▶ **DATA ENTRIES**
┌──

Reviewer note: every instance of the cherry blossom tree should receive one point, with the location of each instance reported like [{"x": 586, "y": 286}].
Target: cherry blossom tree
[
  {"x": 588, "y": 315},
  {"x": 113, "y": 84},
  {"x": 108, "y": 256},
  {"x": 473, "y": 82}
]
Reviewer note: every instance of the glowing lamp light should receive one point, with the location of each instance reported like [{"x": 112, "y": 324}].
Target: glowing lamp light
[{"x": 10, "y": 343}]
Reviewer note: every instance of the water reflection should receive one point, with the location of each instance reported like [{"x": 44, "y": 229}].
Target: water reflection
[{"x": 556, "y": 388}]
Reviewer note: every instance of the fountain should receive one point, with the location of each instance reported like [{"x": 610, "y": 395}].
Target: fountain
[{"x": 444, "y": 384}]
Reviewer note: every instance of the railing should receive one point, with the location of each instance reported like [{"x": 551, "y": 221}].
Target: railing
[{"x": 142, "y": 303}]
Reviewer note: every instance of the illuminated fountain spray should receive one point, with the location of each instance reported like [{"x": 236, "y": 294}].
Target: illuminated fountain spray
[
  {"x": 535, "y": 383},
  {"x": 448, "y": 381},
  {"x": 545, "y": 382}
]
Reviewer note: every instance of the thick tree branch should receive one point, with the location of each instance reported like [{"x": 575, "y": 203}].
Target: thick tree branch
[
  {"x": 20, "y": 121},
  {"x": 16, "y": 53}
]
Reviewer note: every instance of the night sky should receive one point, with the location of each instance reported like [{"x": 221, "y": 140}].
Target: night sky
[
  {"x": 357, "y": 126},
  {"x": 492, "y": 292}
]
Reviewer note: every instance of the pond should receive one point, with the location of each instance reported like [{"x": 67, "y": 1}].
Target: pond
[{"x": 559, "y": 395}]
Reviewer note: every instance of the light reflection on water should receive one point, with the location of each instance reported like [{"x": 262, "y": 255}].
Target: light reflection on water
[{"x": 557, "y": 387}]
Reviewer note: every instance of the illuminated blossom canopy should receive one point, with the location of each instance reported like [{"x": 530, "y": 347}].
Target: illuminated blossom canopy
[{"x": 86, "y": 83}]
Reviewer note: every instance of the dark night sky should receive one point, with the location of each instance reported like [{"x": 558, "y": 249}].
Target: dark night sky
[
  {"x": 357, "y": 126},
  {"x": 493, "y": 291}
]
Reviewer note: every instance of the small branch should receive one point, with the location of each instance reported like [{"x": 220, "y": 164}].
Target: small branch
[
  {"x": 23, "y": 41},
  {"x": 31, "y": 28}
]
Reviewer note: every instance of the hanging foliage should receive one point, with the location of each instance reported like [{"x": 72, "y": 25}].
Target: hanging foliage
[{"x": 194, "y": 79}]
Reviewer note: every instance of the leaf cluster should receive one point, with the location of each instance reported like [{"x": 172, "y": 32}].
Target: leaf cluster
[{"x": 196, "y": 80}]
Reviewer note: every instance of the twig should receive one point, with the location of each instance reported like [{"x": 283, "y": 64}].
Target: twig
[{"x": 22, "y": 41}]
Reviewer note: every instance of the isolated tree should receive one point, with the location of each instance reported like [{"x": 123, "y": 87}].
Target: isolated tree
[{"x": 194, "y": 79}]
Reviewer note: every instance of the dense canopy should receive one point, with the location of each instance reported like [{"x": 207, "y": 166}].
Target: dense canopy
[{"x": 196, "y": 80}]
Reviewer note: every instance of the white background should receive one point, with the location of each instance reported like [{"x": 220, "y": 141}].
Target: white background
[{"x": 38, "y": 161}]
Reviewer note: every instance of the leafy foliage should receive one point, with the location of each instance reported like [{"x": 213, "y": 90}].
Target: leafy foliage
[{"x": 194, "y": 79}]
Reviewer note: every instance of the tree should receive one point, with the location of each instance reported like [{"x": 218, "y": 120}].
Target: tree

└──

▶ **AIM OF THE EXERCISE**
Copy out the records word for word, starting with the line that contains "Reviewer note: every instance of the isolated" and continuing through the last line of the records, both included.

▶ **ANSWER TO THE TASK**
Reviewer note: every instance of the isolated tree should receive one point, with the location of each instance reported like [{"x": 123, "y": 87}].
Target: isolated tree
[{"x": 194, "y": 79}]
Reviewer note: every instance of the dense canopy should receive one point, with the location of each instance reported like [{"x": 207, "y": 166}].
Target: dense canopy
[{"x": 196, "y": 80}]
Reviewer note: every instance of the white background should receive one point, with the location of each instance reported like [{"x": 220, "y": 141}].
Target: white background
[{"x": 38, "y": 161}]
Reviewer note: every instance of the leafy foliage should receive one point, with the location of each instance reported like [{"x": 213, "y": 90}].
Target: leafy foliage
[{"x": 194, "y": 79}]
Reviewer note: every instance of the tree should receive one point, with the location of each instance reported like [{"x": 218, "y": 120}].
Target: tree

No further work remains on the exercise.